[PASSAGE PROVIDED]:
▼

More than half of ACOs show savings
"Off to a strong start," is how CMS officials characterized the results so far of three initiatives to boost healthcare quality while achieving savings.
CMS released Jan. 30 interim financial results for select Medicare Accountable Care Organization initiatives, a saving analysis for Pioneer ACOs, results from the Physician Group Practice demonstration, and expanded participation in the Bundled Payments for Care Improvement Initiative.
Savings from both the Medicare ACOs and Pioneer ACOs totaled more than $380 million.
"These innovative programs are showing encouraging initial results, while providing valuable lessons as we strive to improve our nation’s health care delivery system," HHS Secretary Kathleen Sebelius said in announcing the numbers. "Today’s findings demonstrate that organizations of various sizes and structures across the country are working with their physicians and engaging with patients to better coordinate and deliver high quality care while reducing expenditure growth."
ACOs, a model underpinned by the use of health information technology, are designed to achieve savings over several years, not always on an annual basis, CMS officials stress.
[See also: ACO touts early financial wins.]
However, the interim financial results for the Medicare Shared Savings Program ACOs show that, in their first 12 months, nearly half -- 54 of 114 -- of the ACOs that started program operations in 2012 had lower expenditures than projected.
Of the 54 ACOs that exceeded their benchmarks in the first 12 months, 29 generated shared savings totaling more than $126 million.
Also these same ACOs generated a total of $128 million in net savings for the Medicare Trust Funds.
ACOs share with Medicare any savings generated from lowering the growth in healthcare costs while meeting standards for high quality care. Final performance year-one results will be released later this year.
Pioneer ACOs generated gross savings of $147 million in their first year while continuing to deliver high quality care, according to CMS. Results showed that of the 23 Pioneer ACOs, nine had significantly lower spending growth relative to Medicare fee for service while exceeding quality reporting requirements.

▲

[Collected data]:
▼

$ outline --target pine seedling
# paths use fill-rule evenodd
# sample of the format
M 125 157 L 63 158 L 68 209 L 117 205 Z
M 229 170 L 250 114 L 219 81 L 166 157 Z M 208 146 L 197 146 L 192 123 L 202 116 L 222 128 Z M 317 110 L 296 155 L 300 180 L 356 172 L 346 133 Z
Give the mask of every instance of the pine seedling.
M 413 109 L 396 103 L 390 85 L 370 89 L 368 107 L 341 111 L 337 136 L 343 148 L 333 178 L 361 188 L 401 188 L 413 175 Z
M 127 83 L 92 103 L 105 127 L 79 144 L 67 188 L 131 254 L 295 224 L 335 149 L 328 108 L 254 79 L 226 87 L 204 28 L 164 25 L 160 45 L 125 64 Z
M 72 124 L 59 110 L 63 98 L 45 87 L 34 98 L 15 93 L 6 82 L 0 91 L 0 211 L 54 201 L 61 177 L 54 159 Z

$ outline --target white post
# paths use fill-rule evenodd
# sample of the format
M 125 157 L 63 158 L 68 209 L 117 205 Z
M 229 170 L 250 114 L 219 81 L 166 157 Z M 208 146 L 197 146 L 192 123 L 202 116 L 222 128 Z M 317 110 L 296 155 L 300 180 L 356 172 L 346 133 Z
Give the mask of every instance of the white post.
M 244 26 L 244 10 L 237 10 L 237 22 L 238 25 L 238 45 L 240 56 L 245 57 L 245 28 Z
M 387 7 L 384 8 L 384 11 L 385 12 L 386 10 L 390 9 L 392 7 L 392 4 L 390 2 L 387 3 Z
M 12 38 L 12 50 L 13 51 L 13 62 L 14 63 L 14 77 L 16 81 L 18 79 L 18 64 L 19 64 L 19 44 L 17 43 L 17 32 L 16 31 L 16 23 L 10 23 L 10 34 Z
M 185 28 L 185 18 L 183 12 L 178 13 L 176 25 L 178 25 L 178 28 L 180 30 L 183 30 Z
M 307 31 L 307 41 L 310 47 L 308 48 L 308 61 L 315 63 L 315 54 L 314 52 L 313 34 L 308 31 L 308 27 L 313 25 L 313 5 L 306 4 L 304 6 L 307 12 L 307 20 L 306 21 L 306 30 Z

▲

[WHAT THE TASK ASKS]: List every dollar amount given in the article on ACO savings, and state what each one measures.

[RESPONSE]:
- More than $380 million: the combined savings from the Medicare ACOs and the Pioneer ACOs.
- More than $126 million: the shared savings generated by 29 of the ACOs that exceeded their benchmarks in the first 12 months.
- $128 million: the net savings for the Medicare Trust Funds generated by those same ACOs.
- $147 million: the gross savings the Pioneer ACOs generated in their first year.